Selected extract below:

Activated in August 2010 and mobilized out of Camp Shelby, Mississippi, the battalion completed a validation exercise at the National Training Center, Fort Irwin, CA, and was forward deployed to Laghman & Nuristan provinces in Afghanistan. Tasked with conducting Counterinsurgency in support of Unified Land Operations in Regional Command East, the 1-133 Infantry Battalion excelled at lethal and nonlethal targeting to secure the populace, civil-military operations to improve the infrastructure and education, and mentoring host nation forces for eventual hand off of security. After nine months in theatre, the 1-133 Infantry was relieved in place and reverted to state control in August 2011.

==Lineage==
Organized in the Iowa volunteer militia during 1861 as follows:
- 2d Regiment organized 20 April – 6 May 1861 in southeastern Iowa as the 2nd Regiment, Iowa Volunteer Infantry
- 3d Regiment organized 18 May – 1 June 1861 in northeastern Iowa as the 3rd Regiment, Iowa Volunteer Infantry
- 2d and 3d Regiments, Iowa Volunteer Infantry, mustered into federal service 27–28 May and 8–10 June 1861, respectively, at Keokuk, Iowa
- 2d and 3d Regiments consolidated 4 November 1864 and consolidated unit designated as the 2d Regiment, Iowa Volunteer Infantry
- Mustered out of federal service 12 July 1865 at Louisville, Kentucky
- Reorganized 1876–1878 in Iowa as independent companies of volunteer militia
(Iowa State Militia redesignated 3 April 1878 as the Iowa National Guard)

End of Selected extract.

Continue the history of the 1st Battalion, 133rd Infantry from the end of its lineage entries above.

The data below:

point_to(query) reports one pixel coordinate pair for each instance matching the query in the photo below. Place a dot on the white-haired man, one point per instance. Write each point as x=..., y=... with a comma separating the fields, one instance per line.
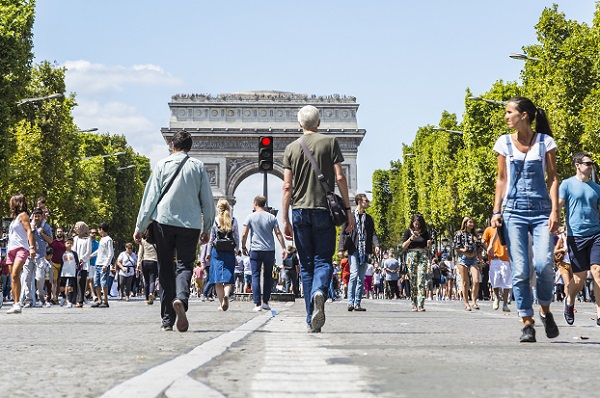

End of The data.

* _Task answer_
- Companies in central Iowa consolidated 11 September 1879 to form the 8th Infantry Regiment
- Redesignated 1 October 1881 as the 1st Infantry Regiment
- Mustered into federal service 2 June 1898 at Des Moines as the 49th Iowa Volunteer Infantry;
- mustered out of federal service 13 May 1899 at Savannah, Georgia
- Reorganized 30 November 1902 in the Iowa National Guard as the 53d Infantry Regiment
- Redesignated 3 July 1915 as the 1st Infantry Regiment
- Mustered into federal service 26 June 1916 at Camp Dodge, Iowa; mustered out of federal service 15 January 1917 at Des Moines
- Called into federal service 25 March 1917; drafted into federal service 5 August 1917
- Reorganized and redesignated 1 October 1917 as the 133d Infantry and assigned to the 34th Division
- Demobilized 18 February 1919 at Camp Grant (Illinois)
- Former 1st Infantry consolidated with the 4th Infantry Regiment (organized 1918–1919 in the Iowa State Guard); consolidated unit reorganized and federally recognized 1 April 1921 in the Iowa National Guard as the 134th Infantry with headquarters at Des Moines
- Redesignated 11 July 1921 as the 133d Infantry and assigned to the 34th Division (later redesignated as the 34th Infantry Division)
- (Location of headquarters changed 22 September 1927 to Sioux City; on 19 July 1940 to Waterloo)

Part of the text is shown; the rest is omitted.